▶ _EXERCISE AIM_
In full and unchanged, output the entries that follow.

▼

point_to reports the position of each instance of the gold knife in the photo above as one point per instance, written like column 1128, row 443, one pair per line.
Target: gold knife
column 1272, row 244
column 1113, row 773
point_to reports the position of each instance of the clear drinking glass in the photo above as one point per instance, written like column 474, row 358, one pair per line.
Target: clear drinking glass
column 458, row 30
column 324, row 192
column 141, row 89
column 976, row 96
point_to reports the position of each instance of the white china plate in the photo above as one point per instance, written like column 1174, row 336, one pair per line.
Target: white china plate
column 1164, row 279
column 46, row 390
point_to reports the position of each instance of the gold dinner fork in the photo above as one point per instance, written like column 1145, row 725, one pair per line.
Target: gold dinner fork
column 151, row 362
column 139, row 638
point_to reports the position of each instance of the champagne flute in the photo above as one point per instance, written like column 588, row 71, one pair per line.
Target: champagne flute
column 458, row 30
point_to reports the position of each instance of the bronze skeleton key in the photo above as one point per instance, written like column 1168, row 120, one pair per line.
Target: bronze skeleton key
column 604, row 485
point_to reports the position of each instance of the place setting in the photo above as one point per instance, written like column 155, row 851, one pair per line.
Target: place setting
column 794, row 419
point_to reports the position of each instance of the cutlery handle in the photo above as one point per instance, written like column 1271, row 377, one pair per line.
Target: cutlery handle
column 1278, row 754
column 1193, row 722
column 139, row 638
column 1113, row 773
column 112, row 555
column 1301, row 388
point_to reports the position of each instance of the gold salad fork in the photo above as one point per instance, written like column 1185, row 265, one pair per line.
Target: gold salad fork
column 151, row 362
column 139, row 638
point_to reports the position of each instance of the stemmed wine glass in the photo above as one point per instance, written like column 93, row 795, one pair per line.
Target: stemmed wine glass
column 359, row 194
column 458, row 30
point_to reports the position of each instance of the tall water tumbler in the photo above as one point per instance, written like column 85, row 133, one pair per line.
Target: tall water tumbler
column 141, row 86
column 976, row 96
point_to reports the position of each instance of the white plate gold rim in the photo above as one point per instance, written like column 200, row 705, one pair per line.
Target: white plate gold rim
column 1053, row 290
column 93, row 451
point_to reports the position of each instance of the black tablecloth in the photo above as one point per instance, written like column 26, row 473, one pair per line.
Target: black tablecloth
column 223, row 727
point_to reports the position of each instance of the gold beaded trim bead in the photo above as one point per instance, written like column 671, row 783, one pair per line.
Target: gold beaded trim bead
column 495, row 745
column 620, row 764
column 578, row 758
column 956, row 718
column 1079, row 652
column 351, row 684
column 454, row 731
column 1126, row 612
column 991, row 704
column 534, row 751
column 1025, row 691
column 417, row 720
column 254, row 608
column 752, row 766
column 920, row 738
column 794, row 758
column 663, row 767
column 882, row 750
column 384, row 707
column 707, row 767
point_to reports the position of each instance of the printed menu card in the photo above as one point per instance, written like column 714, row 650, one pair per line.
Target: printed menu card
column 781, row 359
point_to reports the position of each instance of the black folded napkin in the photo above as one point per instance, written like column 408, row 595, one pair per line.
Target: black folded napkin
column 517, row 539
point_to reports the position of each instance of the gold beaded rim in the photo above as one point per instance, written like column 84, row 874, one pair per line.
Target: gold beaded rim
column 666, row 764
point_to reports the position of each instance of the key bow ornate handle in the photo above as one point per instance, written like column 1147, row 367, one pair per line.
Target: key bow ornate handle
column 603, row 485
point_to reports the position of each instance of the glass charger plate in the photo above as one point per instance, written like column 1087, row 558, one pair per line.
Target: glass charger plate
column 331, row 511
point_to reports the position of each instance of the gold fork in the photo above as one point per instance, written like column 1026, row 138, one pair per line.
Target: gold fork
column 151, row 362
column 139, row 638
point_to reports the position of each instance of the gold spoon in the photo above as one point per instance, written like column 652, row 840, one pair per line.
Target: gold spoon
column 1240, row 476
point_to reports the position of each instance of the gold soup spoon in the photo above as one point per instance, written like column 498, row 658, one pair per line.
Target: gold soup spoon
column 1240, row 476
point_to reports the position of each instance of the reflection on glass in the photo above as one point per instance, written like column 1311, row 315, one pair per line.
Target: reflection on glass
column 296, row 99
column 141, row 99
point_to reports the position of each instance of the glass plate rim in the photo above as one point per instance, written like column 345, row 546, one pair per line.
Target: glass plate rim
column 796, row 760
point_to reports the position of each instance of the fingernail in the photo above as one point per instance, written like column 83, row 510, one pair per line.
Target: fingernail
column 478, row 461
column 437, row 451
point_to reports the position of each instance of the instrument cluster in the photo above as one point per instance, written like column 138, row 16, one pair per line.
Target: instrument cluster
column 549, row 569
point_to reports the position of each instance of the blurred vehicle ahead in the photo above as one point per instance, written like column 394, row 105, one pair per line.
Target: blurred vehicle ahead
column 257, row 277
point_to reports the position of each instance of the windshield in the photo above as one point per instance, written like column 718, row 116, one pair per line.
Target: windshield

▲

▶ _RESPONSE TO THE TASK_
point_to reports the position of each instance of the gold knife in the photo above as one point per instance, written like column 1128, row 443, one pair per line.
Target: gold knife
column 1272, row 244
column 1113, row 773
point_to reports the position of each instance of the clear drinking glass in the photo above as one point per instance, written like column 474, row 358, one pair per line.
Target: clear drinking glass
column 458, row 30
column 324, row 192
column 141, row 89
column 976, row 96
point_to reports the position of each instance of the white china plate in the photo above as one point per instance, written like column 1174, row 336, one pair per line.
Target: white china plate
column 1164, row 279
column 46, row 390
point_to reports the position of each instance of the gold dinner fork in the photo above as one point per instance, written like column 1145, row 725, one pair per line.
Target: gold dinner fork
column 151, row 362
column 139, row 638
point_to reports the position of each instance of the champagne flute in the photo above as one point per instance, written like column 588, row 71, one pair per line.
Target: champagne flute
column 458, row 30
point_to reports the position of each instance of the bronze skeleton key in the photo above as one point per instance, written like column 1168, row 120, one pair per line.
Target: bronze skeleton key
column 604, row 485
point_to reports the position of each instance of the place setting in the photo above as one point per instance, written like column 155, row 851, one pair per line.
Target: place setting
column 794, row 419
point_to reports the position of each instance of the cutlery handle in the photo above as one point per instance, written like column 1271, row 377, one pair per line.
Target: cutlery handle
column 1278, row 754
column 1193, row 722
column 139, row 638
column 1113, row 773
column 112, row 555
column 1301, row 388
point_to reports the position of each instance of the gold salad fork in the photo above as one point per instance, written like column 1185, row 265, one pair per line.
Target: gold salad fork
column 151, row 362
column 139, row 638
point_to reports the position of each instance of the stemmed wine glass in the photo above as one point per instance, written like column 93, row 795, one pair per line.
Target: stemmed wine glass
column 359, row 194
column 458, row 30
point_to reports the position of each instance of the tall water tumbler in the photo above as one point per instance, written like column 85, row 133, one pair per line.
Target: tall water tumbler
column 141, row 86
column 976, row 96
point_to reports the position of each instance of the white plate gold rim in the photo above as one point per instance, written like column 200, row 705, one pair per line.
Target: white plate gold rim
column 1053, row 290
column 93, row 451
point_to reports the position of each instance of the black tablecloth in the photo above as one point per instance, written like column 26, row 473, one pair per line.
Target: black tablecloth
column 223, row 727
point_to reports the position of each instance of the gold beaded trim bead in the photo above as one point per instance, written like column 671, row 783, one pair per line.
Target: gold beaded trim bead
column 495, row 745
column 620, row 764
column 578, row 758
column 956, row 718
column 1079, row 652
column 351, row 684
column 454, row 731
column 1126, row 612
column 991, row 704
column 534, row 751
column 1025, row 691
column 417, row 720
column 254, row 608
column 752, row 766
column 920, row 738
column 794, row 758
column 663, row 767
column 882, row 750
column 384, row 707
column 707, row 767
point_to reports the position of each instance of the printed menu card in the photo above as one point per instance, written like column 714, row 650, one pair per line.
Target: printed menu card
column 781, row 359
point_to reports the position of each instance of the black folded napkin in the photo above as one point per instance, written like column 408, row 595, one pair per line.
Target: black folded napkin
column 517, row 539
point_to reports the position of each instance of the gold beaded rim in the photo above as one point per instance, written like column 84, row 874, one pair per line.
Target: gold beaded rim
column 666, row 764
point_to reports the position of each instance of the key bow ornate handle in the photo above as one point per instance, written like column 1147, row 367, one pair per line.
Target: key bow ornate handle
column 603, row 485
point_to reports the position of each instance of the glass charger plate in the photo above as one point per instance, written like column 1087, row 558, one pair per line.
Target: glass charger plate
column 331, row 511
point_to reports the position of each instance of the gold fork in the photo above as one point per instance, written like column 1026, row 138, one pair per line.
Target: gold fork
column 151, row 362
column 139, row 638
point_to reports the position of each instance of the gold spoon in the photo above as one point per instance, written like column 652, row 840, one pair per line.
Target: gold spoon
column 1240, row 476
point_to reports the position of each instance of the gold soup spoon in the photo above as one point per instance, written like column 498, row 658, one pair per line.
Target: gold soup spoon
column 1240, row 476
point_to reports the position of each instance of the reflection on glass in the photo above as one point per instance, written like column 1311, row 315, one pair per line.
Target: reflection on glass
column 296, row 99
column 141, row 99
point_to reports the position of each instance of the glass plate rim in the photo above as one point per instance, written like column 345, row 546, one pair per line.
Target: glass plate rim
column 796, row 760
point_to reports the position of each instance of the fingernail in the photo above as one point per instance, written like column 83, row 510, one pair per line.
Target: fingernail
column 478, row 461
column 437, row 451
point_to reports the position of each instance of the instrument cluster in the photo above as one point per instance, written like column 138, row 16, one pair per line.
Target: instrument cluster
column 549, row 569
point_to reports the position of each instance of the blurred vehicle ahead in the photo above as one point per instance, written like column 394, row 105, one pair per line.
Target: blurred vehicle ahead
column 257, row 277
point_to reports the position of each instance of the windshield in the photo above as one point per instance, written like column 718, row 116, one pair per line.
Target: windshield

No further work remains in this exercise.